**REQUIRED ACTION:** Please transcribe exactly, and only, the lines of the data below between the line holding "# test: mark the brown" and the line holding "# test: mark the blue polka", inclusive.

**DATASET CONTENT:**

▬▬▬▬▬▬▬▬▬▬

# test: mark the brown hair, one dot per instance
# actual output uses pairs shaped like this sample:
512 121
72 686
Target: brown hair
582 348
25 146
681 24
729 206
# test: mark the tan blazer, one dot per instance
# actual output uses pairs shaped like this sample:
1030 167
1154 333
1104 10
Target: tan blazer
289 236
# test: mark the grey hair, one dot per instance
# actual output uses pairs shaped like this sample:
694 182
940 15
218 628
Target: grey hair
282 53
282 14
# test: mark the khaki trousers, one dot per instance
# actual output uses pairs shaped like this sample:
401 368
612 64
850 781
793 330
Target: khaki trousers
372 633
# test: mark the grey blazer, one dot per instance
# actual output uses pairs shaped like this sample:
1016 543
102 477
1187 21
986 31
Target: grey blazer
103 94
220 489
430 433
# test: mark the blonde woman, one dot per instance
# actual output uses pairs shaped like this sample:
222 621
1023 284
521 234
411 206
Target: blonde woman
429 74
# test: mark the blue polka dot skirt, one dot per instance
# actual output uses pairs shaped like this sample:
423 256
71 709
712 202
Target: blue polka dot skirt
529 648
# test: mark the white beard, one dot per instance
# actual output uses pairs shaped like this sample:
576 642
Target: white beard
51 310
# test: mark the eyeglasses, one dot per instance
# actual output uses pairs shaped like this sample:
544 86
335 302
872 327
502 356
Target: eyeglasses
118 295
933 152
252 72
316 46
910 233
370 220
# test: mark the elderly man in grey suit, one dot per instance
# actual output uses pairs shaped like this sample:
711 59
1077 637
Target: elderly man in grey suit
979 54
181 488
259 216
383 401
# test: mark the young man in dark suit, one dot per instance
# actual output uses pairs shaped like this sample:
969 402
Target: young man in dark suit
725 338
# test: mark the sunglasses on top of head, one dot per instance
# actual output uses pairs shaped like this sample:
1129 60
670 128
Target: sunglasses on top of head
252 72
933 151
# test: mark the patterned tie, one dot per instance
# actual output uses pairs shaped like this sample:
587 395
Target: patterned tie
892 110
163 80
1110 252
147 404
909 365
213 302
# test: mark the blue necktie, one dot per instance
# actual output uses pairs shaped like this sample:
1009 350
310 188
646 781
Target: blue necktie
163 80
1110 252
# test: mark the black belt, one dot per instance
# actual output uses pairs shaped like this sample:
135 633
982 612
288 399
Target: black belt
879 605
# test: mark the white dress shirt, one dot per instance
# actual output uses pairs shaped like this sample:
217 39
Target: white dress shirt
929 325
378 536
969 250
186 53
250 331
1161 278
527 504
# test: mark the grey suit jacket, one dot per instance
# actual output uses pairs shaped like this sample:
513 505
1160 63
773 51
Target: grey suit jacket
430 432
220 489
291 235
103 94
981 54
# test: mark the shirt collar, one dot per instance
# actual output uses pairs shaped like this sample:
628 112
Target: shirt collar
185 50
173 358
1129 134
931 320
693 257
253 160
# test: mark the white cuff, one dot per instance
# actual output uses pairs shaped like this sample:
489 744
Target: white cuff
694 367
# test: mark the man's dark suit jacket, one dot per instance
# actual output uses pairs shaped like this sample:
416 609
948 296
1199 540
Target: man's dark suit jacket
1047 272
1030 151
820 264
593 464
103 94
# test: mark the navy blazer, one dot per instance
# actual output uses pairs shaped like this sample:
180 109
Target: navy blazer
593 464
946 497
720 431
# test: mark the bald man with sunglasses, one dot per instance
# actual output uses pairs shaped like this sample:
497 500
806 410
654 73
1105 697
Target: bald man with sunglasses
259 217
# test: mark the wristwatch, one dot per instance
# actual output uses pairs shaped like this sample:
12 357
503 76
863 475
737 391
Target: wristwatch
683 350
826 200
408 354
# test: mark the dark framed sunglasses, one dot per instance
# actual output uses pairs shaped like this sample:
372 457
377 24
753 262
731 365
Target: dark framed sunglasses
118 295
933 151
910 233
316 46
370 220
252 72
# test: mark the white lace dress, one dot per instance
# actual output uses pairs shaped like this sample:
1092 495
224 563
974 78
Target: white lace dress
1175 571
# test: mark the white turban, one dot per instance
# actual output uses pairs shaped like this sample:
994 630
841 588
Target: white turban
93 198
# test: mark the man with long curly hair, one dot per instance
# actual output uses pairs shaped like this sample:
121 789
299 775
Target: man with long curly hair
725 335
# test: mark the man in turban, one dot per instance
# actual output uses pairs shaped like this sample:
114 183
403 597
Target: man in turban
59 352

▬▬▬▬▬▬▬▬▬▬

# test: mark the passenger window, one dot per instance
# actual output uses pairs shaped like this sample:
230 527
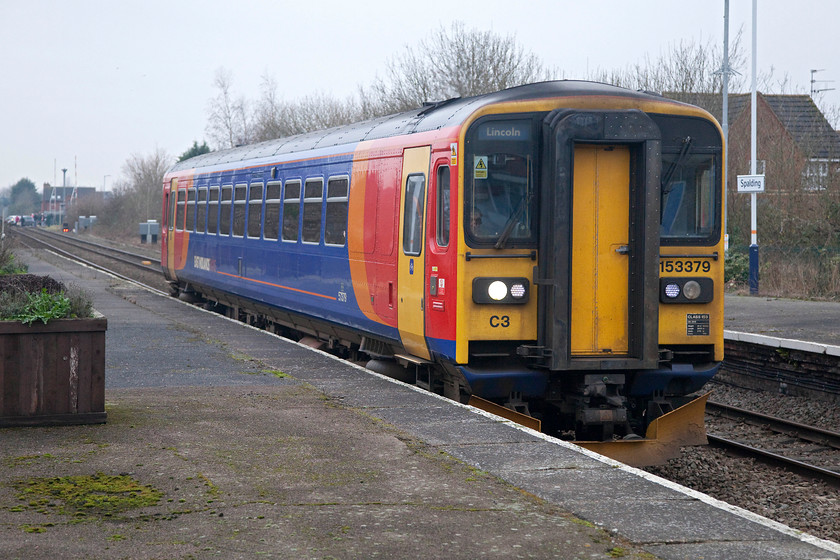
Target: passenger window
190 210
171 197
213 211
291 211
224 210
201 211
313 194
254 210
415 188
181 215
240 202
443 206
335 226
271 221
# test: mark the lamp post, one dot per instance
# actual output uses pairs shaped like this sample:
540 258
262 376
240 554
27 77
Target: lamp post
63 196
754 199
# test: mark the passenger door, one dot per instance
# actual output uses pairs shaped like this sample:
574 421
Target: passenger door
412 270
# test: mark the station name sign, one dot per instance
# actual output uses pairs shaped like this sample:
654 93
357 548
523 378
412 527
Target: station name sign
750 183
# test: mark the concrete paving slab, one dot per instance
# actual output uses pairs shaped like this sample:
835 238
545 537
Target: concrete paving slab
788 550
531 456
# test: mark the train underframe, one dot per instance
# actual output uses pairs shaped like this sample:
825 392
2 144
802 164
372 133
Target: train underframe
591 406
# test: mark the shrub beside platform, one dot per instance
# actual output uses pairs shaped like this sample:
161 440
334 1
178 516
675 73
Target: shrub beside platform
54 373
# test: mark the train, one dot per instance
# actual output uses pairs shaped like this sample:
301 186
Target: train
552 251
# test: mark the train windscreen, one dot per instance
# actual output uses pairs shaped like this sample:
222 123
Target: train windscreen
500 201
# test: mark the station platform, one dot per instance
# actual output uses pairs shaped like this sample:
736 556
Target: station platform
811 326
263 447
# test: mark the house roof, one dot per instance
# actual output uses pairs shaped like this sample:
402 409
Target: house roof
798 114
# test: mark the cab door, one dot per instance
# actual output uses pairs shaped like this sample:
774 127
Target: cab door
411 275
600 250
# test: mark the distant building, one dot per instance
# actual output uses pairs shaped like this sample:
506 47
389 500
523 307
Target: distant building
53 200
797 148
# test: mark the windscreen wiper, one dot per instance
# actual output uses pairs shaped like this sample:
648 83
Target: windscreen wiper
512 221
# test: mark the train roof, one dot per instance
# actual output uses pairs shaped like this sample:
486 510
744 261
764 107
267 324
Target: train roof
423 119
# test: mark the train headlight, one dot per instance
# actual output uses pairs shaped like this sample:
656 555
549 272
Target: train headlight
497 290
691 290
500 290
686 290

▬▬▬▬▬▬▬▬▬▬

**ANSWER TO THE PROBLEM:**
# test: mark the brown hair, one dot per instance
# actual output uses pairs shaped like this sample:
512 121
72 686
Target: brown hair
582 348
25 146
681 24
729 206
# test: mark the tan blazer, one dot per instance
# actual output uses pairs shaped like this sample:
1030 167
1154 333
1104 10
Target: tan blazer
289 236
# test: mark the grey hair, one dot per instance
# actual output uses pairs shaped like this sample:
694 182
940 15
218 628
Target: grey hair
282 53
282 14
# test: mark the khaki trousers, one dot per instance
# actual output uses pairs shaped like this sample:
401 368
612 64
850 781
793 330
Target: khaki trousers
372 633
# test: mark the grey blazer, one dot per instance
# actual output uses pairs shaped like this sample:
1016 543
102 477
1187 21
986 31
Target: grey blazer
103 94
220 489
430 433
# test: mark the blonde woman, one dot per instance
# actual output uses pairs shaped like this sample:
222 621
1023 284
521 234
411 206
Target: blonde woman
429 74
# test: mark the blue polka dot skirt, one dot per instance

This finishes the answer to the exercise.